Stored items:

_ _ _ _

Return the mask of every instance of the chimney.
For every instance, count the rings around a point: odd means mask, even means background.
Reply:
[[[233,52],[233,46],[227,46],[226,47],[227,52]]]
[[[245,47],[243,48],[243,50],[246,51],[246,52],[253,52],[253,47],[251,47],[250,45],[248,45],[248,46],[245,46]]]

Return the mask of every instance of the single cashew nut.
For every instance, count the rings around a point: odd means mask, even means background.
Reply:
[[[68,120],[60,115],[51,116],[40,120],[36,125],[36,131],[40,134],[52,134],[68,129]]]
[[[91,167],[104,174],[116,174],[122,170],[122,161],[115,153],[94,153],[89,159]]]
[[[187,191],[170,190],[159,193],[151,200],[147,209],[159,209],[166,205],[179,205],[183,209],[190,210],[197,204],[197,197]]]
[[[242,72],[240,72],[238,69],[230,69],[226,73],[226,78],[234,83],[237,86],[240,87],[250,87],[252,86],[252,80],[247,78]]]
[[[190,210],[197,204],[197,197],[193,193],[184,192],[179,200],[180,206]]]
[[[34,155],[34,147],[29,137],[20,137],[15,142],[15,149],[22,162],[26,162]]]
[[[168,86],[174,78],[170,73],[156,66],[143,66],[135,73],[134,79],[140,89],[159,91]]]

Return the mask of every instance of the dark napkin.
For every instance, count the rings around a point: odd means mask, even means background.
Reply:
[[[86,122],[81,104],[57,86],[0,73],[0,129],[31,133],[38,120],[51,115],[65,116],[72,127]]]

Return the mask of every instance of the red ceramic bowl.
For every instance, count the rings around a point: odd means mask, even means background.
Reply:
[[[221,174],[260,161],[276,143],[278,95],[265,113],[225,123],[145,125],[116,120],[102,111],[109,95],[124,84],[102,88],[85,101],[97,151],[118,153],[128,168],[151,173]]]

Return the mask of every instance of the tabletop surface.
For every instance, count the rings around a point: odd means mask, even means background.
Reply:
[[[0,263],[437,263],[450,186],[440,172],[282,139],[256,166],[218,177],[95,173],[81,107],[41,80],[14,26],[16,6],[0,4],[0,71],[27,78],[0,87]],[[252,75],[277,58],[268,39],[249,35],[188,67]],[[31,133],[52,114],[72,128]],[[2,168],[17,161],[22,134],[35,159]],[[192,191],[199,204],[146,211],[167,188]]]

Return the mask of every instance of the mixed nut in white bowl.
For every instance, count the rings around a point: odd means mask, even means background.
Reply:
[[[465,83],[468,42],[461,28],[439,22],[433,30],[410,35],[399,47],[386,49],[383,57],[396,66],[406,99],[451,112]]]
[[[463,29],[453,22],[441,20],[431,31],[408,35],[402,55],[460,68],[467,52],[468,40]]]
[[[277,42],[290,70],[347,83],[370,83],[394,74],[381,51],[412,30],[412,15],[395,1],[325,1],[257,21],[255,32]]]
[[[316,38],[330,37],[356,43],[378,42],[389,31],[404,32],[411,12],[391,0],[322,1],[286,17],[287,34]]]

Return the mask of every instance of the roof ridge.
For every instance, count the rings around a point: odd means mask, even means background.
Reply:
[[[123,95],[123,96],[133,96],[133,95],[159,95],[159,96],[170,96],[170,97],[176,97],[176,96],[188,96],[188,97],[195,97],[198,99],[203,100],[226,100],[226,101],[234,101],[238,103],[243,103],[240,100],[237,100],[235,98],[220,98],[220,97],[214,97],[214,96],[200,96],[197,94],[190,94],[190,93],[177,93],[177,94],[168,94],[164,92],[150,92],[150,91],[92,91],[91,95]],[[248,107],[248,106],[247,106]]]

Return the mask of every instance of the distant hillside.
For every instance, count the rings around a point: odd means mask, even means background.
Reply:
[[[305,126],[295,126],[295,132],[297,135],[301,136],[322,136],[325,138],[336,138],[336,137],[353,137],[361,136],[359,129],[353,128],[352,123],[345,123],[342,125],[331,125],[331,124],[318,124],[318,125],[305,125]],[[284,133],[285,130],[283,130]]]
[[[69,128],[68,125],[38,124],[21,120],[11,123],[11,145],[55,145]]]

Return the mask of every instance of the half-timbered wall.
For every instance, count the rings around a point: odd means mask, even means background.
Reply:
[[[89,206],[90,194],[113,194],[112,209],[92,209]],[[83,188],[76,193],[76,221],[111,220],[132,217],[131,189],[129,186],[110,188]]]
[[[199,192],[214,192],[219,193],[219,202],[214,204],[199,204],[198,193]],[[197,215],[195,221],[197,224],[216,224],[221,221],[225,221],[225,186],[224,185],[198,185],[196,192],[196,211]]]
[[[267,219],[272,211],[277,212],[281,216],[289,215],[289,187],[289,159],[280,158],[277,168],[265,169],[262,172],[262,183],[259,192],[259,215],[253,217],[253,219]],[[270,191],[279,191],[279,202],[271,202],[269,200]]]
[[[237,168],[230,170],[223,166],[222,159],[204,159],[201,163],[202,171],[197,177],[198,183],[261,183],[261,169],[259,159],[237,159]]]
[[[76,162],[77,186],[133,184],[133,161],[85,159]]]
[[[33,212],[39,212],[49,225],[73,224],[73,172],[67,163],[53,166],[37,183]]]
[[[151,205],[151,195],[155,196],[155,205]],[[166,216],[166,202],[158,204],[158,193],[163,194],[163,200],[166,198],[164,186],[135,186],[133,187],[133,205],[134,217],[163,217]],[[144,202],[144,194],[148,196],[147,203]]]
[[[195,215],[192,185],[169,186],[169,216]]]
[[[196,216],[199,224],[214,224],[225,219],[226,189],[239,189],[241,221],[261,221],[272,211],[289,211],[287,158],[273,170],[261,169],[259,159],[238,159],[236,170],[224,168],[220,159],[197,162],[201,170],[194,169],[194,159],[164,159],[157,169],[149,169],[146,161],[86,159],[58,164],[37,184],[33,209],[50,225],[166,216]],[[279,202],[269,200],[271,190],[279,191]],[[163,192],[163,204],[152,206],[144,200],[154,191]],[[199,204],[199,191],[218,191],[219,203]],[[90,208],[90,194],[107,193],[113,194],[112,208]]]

_ _ _ _

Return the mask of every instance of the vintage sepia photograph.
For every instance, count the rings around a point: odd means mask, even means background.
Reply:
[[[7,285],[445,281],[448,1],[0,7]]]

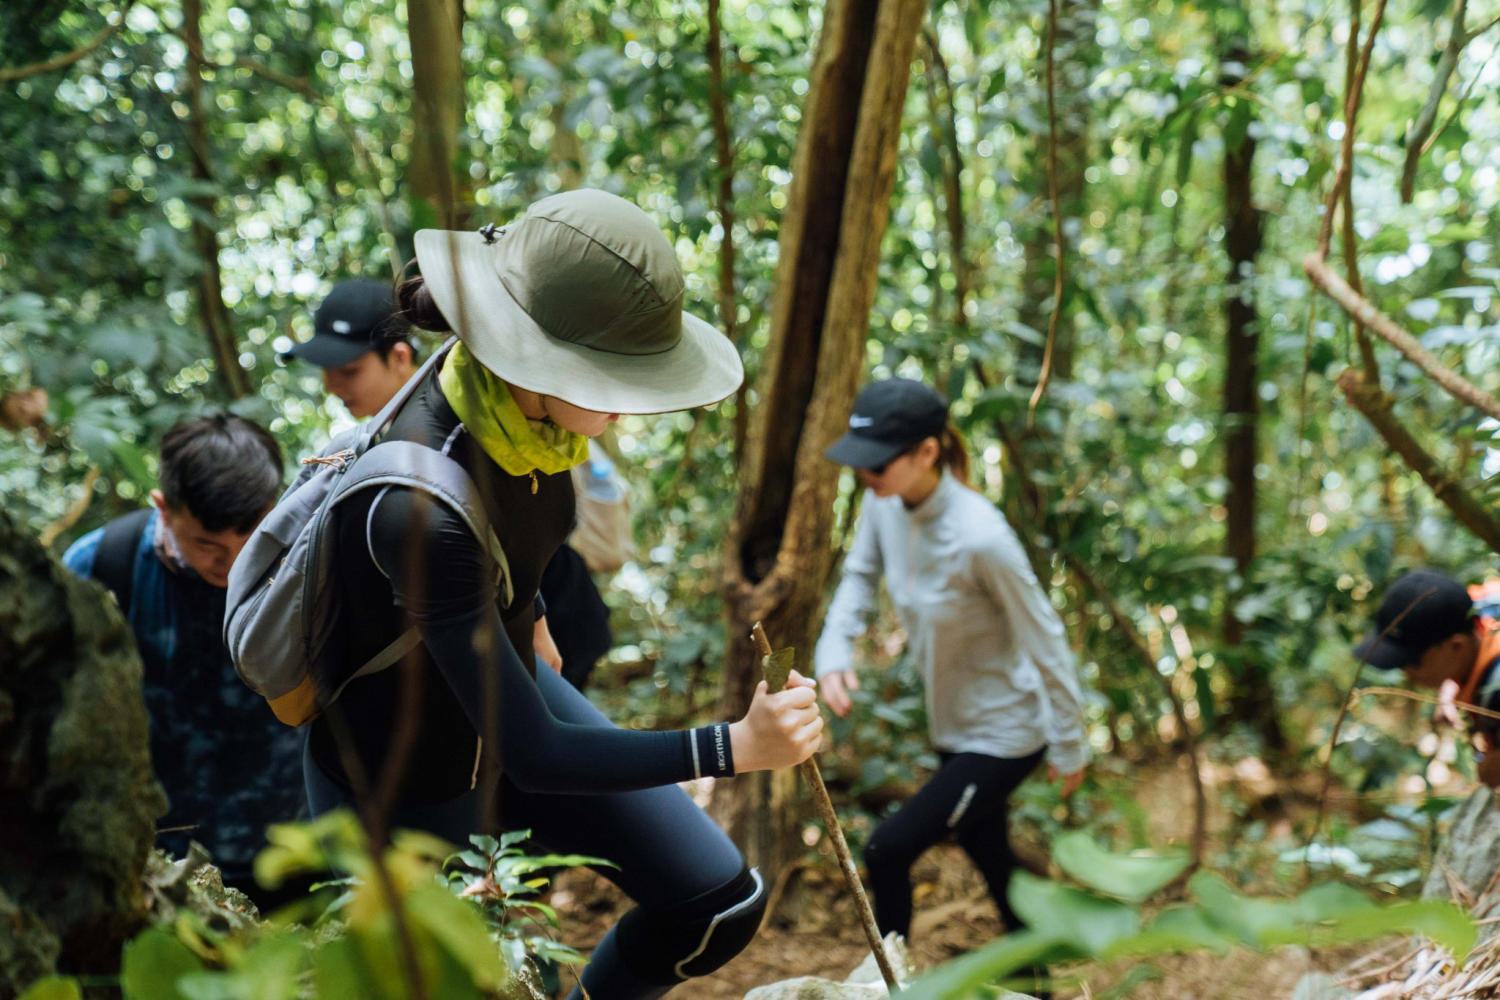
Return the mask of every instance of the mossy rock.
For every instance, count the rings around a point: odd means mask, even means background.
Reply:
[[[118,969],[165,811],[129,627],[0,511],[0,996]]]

_ _ _ _

Problem to solve: Every line above in which the word "Return" occurs is to be copied.

Answer to this task:
Return the mask of every instance of the chimney.
Return the mask of every instance of the single cashew nut.
Return the mask of every instance of the dark napkin.
Return the mask of every instance of the red ceramic bowl.
Return the mask of every instance of the tabletop surface.
Return the mask of every instance of the mixed nut in white bowl.
Return the mask of every instance of the roof ridge.
Return the mask of every instance of the distant hillside.
Return the mask of every instance of the half-timbered wall.
Return the mask of every instance of the vintage sepia photograph.
Return the mask of every instance of the mossy rock.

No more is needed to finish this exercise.